DATA RECORDS:
┄┄┄┄┄┄

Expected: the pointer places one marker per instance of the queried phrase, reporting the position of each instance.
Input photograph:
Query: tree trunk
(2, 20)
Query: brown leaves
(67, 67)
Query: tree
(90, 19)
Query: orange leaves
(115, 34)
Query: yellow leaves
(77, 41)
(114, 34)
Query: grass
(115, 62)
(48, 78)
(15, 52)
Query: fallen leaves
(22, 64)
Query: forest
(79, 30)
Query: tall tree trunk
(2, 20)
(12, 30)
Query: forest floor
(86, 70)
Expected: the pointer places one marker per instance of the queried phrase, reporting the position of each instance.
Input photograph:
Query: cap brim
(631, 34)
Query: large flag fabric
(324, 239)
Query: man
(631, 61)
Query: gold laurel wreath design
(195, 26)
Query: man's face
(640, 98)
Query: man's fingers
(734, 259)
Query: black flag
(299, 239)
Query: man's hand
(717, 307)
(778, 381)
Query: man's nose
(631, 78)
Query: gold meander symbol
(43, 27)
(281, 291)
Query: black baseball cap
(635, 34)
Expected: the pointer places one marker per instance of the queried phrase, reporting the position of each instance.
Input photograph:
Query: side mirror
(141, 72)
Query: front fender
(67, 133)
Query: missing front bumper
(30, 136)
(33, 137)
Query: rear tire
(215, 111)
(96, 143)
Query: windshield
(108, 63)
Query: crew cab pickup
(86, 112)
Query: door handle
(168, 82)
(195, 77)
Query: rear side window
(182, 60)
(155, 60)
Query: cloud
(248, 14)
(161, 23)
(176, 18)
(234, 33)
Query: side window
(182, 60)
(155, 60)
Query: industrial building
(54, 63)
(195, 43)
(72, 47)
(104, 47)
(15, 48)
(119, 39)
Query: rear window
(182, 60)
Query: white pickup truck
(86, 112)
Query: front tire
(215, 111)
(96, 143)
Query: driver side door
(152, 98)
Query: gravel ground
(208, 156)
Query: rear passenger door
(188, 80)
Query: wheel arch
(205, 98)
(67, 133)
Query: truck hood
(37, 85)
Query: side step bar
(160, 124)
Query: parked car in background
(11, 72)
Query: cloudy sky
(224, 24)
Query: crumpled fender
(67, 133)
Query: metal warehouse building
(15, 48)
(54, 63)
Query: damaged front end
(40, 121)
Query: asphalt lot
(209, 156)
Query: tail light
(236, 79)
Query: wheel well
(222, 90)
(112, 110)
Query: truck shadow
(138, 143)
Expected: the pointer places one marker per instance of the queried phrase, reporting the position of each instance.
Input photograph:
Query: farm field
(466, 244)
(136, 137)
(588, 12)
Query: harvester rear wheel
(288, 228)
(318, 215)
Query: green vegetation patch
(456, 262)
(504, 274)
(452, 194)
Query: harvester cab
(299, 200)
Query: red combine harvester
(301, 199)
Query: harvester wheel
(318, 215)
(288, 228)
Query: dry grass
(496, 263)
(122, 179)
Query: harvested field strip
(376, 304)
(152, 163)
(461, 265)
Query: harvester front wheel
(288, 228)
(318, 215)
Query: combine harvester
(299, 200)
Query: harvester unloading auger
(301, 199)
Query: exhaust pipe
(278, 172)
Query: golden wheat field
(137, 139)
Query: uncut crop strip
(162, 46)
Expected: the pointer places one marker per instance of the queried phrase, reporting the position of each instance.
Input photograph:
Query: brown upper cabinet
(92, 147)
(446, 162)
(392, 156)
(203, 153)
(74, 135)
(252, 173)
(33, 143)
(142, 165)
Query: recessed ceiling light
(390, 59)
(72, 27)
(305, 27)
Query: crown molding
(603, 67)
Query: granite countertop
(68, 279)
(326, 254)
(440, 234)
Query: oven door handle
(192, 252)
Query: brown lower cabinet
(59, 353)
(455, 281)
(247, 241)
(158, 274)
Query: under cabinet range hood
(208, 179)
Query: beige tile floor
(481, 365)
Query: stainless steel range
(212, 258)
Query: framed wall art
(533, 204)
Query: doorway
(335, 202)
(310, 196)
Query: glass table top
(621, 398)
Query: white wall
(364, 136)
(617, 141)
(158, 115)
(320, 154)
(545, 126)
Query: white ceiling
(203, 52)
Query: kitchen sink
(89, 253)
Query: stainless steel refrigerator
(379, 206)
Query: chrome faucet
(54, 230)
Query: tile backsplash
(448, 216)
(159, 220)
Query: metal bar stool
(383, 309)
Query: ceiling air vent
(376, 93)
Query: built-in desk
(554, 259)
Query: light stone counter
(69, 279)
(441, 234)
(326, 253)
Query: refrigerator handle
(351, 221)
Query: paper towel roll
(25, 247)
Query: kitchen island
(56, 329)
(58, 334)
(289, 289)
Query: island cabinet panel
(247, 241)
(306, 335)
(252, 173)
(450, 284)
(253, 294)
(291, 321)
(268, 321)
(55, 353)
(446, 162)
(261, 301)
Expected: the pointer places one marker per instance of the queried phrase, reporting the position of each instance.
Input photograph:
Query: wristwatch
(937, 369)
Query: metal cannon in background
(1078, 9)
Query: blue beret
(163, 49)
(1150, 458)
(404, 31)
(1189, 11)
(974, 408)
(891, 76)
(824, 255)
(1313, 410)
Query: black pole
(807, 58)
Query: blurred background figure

┄┄┄┄┄┄

GOAL: Your task is to return, exactly and on their own, the lines from the one containing "Query: refrigerator handle" through the last line of the listing.

FULL RESPONSE:
Query: refrigerator handle
(351, 221)
Query: paper towel roll
(25, 247)
Query: kitchen island
(56, 329)
(58, 334)
(289, 289)
Query: island cabinet panel
(247, 241)
(306, 335)
(252, 173)
(450, 284)
(253, 294)
(291, 321)
(268, 321)
(55, 353)
(446, 162)
(261, 301)
Expected: the pointer places one marker per instance of the queried phrase, reporting the position of each instance.
Input photograph:
Query: wristwatch
(937, 369)
Query: metal cannon in background
(1078, 9)
Query: blue beret
(163, 49)
(1150, 458)
(404, 31)
(1189, 11)
(974, 408)
(891, 76)
(824, 255)
(1313, 410)
Query: black pole
(807, 58)
Query: blurred background figure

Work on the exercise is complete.